§ **EXCERPT TO READ**:
******

The prisoners, including children, were brought in mid-September to hastily repurposed British camps near Lubeck. These had been temporarily turned into detention centers with barbed wire, flood-lit watchtowers and armed guards. Poppendorf had iron-roofed Nissen huts, for up to 130 people, and tents. All 2,700 residents shared five washrooms and undivided lavatories open to the elements. In Am Stau's wooden barracks, they slept 16 to a room on straw-filled potato sack mattresses. Neither camp had heat. As winter approached, both became unlivable; residents were moved to the more habitable camps of Emeden and Sengwarden. Germany, c. 1947, Ursula Litzmann.




JDC cocoa was a welcome addition to the poor diet supplied by the British, at one point as little as 1,500 calories per day. Once given entry, JDC supplemented the calories and nutritional quality of food in the detention camps, with kosher canned meat, milk and fresh vegetables. JDC brought in medical supplies, warm clothing, and 3,000 pair of shoes for the children. As elsewhere, JDC also sponsored schools, religion classes and recreation programs. Germany, c. 1947, Ursula Litzmann.




Dolls brightened the lives of young detainees in a British detention camp housing passengers from the Exodus. The dolls were made in JDC-sponsored work programs in other camps. Germany, c. 1947, Ursula Litzmann.

******

§ **WORK TASK 1**: Write out the detention camp passage starting at "JDC cocoa was" and ending at "camps. Germany, c. 1947, Ursula Litzmann.".
§ **WORK TASK 2**: According to the detention camp passage, how many pairs of shoes did JDC bring in for the children?

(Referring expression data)

******

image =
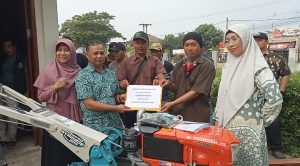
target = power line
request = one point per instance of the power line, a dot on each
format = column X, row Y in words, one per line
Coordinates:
column 224, row 12
column 270, row 19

******

§ **EXPECTED OUTPUT 1**:
JDC cocoa was a welcome addition to the poor diet supplied by the British, at one point as little as 1,500 calories per day. Once given entry, JDC supplemented the calories and nutritional quality of food in the detention camps, with kosher canned meat, milk and fresh vegetables. JDC brought in medical supplies, warm clothing, and 3,000 pair of shoes for the children. As elsewhere, JDC also sponsored schools, religion classes and recreation programs. Germany, c. 1947, Ursula Litzmann.




Dolls brightened the lives of young detainees in a British detention camp housing passengers from the Exodus. The dolls were made in JDC-sponsored work programs in other camps. Germany, c. 1947, Ursula Litzmann.

§ **EXPECTED OUTPUT 2**: 3,000 pairs